### Task inputs
_ _ _ _ _
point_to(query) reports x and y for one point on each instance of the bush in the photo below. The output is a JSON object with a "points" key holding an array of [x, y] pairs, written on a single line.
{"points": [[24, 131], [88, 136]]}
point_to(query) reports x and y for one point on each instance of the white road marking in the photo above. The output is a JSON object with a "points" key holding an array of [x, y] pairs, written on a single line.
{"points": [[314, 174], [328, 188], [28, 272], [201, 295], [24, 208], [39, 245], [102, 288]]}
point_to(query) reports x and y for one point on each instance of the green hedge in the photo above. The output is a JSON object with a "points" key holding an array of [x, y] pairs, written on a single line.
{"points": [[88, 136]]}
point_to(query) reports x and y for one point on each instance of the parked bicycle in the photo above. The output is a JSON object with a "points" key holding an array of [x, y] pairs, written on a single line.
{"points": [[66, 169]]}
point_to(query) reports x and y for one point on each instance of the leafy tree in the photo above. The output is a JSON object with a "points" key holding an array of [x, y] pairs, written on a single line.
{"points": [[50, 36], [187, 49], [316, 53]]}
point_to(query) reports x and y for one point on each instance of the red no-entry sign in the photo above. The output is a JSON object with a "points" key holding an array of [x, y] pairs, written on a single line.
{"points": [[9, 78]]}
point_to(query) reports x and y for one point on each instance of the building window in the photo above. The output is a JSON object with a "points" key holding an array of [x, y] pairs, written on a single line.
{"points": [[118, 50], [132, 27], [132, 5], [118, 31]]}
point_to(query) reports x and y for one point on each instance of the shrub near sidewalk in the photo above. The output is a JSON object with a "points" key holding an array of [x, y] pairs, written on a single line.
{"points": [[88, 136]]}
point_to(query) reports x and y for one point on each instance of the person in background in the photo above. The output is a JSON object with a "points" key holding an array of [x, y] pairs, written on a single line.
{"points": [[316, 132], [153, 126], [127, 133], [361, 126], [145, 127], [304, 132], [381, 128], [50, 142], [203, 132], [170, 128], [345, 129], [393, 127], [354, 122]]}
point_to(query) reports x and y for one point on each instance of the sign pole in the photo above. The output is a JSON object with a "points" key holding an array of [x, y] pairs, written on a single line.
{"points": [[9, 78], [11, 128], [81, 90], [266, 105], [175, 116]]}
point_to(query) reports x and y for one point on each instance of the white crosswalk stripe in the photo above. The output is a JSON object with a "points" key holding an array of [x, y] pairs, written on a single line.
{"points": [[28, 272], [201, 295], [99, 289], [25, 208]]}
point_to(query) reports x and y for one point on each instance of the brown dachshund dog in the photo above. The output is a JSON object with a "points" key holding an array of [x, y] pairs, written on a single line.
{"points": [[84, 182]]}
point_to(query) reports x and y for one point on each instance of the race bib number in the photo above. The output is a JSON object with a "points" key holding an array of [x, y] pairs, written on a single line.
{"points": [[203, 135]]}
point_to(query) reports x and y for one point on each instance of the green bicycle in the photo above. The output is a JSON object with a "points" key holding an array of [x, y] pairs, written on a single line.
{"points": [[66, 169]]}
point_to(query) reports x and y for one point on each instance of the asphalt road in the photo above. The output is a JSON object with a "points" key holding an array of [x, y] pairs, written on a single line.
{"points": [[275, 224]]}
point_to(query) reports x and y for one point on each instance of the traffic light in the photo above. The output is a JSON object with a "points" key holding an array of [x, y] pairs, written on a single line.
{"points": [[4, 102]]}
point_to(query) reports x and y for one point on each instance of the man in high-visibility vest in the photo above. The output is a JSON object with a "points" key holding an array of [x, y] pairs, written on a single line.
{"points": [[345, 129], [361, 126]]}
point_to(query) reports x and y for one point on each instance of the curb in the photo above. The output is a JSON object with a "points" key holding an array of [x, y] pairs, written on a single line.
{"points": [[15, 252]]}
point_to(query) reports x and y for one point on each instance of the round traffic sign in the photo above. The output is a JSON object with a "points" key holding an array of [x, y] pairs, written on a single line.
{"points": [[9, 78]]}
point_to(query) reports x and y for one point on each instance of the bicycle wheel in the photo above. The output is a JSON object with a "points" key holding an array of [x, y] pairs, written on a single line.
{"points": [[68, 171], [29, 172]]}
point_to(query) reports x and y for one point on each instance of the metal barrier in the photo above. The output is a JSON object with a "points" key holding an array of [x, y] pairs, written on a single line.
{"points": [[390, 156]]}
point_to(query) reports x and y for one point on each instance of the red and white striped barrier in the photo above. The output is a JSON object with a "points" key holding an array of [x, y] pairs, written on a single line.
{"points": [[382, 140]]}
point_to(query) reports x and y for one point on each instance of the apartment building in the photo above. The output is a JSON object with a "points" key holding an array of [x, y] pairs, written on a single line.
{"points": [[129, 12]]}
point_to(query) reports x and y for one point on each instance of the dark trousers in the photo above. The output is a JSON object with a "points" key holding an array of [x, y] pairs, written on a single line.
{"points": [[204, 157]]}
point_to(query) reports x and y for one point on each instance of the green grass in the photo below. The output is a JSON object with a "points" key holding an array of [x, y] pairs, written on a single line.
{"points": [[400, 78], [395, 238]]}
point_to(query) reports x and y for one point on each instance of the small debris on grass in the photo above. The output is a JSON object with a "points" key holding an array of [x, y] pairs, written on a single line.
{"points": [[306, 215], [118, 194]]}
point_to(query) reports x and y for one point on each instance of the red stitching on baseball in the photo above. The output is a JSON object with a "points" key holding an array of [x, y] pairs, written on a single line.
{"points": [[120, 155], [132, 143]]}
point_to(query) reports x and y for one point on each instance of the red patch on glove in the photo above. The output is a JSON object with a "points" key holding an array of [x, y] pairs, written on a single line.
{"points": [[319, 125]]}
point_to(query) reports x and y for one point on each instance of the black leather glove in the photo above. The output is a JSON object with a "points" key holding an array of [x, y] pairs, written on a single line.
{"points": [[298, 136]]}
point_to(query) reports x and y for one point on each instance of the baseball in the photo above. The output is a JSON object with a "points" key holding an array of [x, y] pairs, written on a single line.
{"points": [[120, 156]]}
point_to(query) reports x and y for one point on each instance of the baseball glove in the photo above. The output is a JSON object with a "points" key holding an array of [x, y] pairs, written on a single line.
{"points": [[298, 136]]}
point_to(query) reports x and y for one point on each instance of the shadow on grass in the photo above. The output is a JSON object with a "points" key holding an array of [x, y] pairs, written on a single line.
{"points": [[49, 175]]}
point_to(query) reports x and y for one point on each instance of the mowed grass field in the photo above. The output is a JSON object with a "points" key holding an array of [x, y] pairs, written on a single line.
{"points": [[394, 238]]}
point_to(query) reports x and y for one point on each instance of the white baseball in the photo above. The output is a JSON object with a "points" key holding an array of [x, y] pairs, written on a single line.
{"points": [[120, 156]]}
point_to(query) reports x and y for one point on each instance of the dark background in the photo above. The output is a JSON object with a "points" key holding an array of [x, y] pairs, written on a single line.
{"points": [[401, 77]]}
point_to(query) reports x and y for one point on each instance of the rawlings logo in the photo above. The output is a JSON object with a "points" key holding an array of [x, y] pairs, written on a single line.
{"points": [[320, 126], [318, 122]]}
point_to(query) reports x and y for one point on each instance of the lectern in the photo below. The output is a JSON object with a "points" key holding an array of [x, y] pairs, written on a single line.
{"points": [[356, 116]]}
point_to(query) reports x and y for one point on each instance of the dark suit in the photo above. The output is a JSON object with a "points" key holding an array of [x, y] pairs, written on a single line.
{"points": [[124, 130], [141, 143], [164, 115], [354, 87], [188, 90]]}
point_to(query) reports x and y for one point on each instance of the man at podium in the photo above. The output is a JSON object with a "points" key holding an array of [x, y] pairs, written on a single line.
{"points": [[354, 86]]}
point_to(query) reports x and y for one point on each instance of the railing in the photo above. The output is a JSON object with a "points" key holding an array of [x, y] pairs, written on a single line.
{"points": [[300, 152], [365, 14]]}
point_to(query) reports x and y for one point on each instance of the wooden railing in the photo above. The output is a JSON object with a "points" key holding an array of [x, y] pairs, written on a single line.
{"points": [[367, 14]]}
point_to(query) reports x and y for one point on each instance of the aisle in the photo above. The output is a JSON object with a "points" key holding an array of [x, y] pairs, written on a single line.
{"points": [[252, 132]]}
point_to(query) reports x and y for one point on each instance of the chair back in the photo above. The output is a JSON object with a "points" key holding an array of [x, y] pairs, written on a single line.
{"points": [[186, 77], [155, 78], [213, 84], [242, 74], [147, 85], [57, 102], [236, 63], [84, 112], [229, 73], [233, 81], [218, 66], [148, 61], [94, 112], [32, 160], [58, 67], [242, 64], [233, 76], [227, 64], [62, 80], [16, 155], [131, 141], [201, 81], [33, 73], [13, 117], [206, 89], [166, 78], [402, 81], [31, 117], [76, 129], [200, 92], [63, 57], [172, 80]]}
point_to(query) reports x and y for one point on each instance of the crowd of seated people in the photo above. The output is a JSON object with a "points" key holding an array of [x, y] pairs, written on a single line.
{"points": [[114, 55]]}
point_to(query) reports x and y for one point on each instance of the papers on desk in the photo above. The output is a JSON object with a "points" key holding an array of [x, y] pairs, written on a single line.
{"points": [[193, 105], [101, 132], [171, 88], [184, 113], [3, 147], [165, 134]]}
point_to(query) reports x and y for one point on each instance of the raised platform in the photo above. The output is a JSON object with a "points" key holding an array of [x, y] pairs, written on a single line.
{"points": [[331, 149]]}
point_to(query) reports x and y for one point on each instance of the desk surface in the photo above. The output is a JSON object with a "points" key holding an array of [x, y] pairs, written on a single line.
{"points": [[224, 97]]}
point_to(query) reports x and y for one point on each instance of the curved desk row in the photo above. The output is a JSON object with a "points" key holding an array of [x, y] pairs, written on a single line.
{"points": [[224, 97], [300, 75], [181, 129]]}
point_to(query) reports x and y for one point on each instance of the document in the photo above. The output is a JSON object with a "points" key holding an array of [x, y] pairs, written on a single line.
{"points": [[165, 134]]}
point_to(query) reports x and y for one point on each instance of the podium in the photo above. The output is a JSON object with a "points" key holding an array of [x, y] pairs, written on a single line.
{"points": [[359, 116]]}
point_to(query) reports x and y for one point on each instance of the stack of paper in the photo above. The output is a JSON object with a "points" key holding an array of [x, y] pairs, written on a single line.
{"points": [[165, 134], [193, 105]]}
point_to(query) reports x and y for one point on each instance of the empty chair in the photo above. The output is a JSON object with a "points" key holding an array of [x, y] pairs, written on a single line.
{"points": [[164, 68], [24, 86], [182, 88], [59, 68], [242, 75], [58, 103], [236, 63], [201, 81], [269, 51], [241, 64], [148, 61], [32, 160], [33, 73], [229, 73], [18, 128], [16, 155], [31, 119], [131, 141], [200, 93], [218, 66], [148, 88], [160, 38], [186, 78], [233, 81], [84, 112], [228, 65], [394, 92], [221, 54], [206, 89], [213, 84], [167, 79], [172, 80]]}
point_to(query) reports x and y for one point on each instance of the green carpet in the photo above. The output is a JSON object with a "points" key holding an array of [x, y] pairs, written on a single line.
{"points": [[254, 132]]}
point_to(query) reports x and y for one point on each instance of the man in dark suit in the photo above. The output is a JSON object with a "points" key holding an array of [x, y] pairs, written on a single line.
_ _ _ _ _
### Goal
Repeat only the lines running from the line that contains "of the curved" through the last line above, inclusive.

### Task output
point_to(query) reports x and y for one point on each instance of the curved desk row in the photo above. The output is a JSON object with a "points" key holding an array of [x, y] pairs, written on a single line.
{"points": [[224, 97], [300, 75], [181, 129]]}
point_to(query) reports x and y for one point on each instance of the document in the photo above. The output is a JSON object with a "points" key holding an array of [x, y] pairs, written on a single line.
{"points": [[165, 134]]}
point_to(query) reports x and y for one point on each instance of the podium in the photo above. The output is a JSON object with a "points" key holding an array of [x, y] pairs, written on a single line.
{"points": [[359, 116]]}
point_to(query) reports x and y for one point on each instance of the stack of paper in the photo above. The output is a JSON object with a "points" key holding an array of [x, y] pairs, written on a single line.
{"points": [[165, 134], [193, 105]]}
point_to(query) reports x and y for one point on each instance of the empty chair in the photo above. The output is a JSON object with a "points" key holding an array of [x, y] pairs, written on a single line.
{"points": [[164, 68], [24, 86], [182, 88], [59, 68], [242, 75], [58, 103], [236, 63], [201, 81], [269, 51], [241, 64], [148, 61], [32, 160], [33, 73], [229, 73], [18, 128], [16, 155], [31, 119], [131, 141], [200, 93], [218, 66], [148, 88], [160, 38], [186, 78], [233, 81], [84, 112], [228, 65], [394, 92], [221, 54], [206, 89], [213, 84], [167, 79], [172, 80]]}
point_to(query) reports x and y for one point on each instance of the green carpet in the photo above. The output is a JSON object with a "points" key holding an array of [x, y] pairs, written on a single line.
{"points": [[254, 132]]}
point_to(query) reports x and y for one point on each instance of the man in dark suit in the photo above. The output is a JSON object with a "points" key holding an array of [x, y] pairs, written on a single line.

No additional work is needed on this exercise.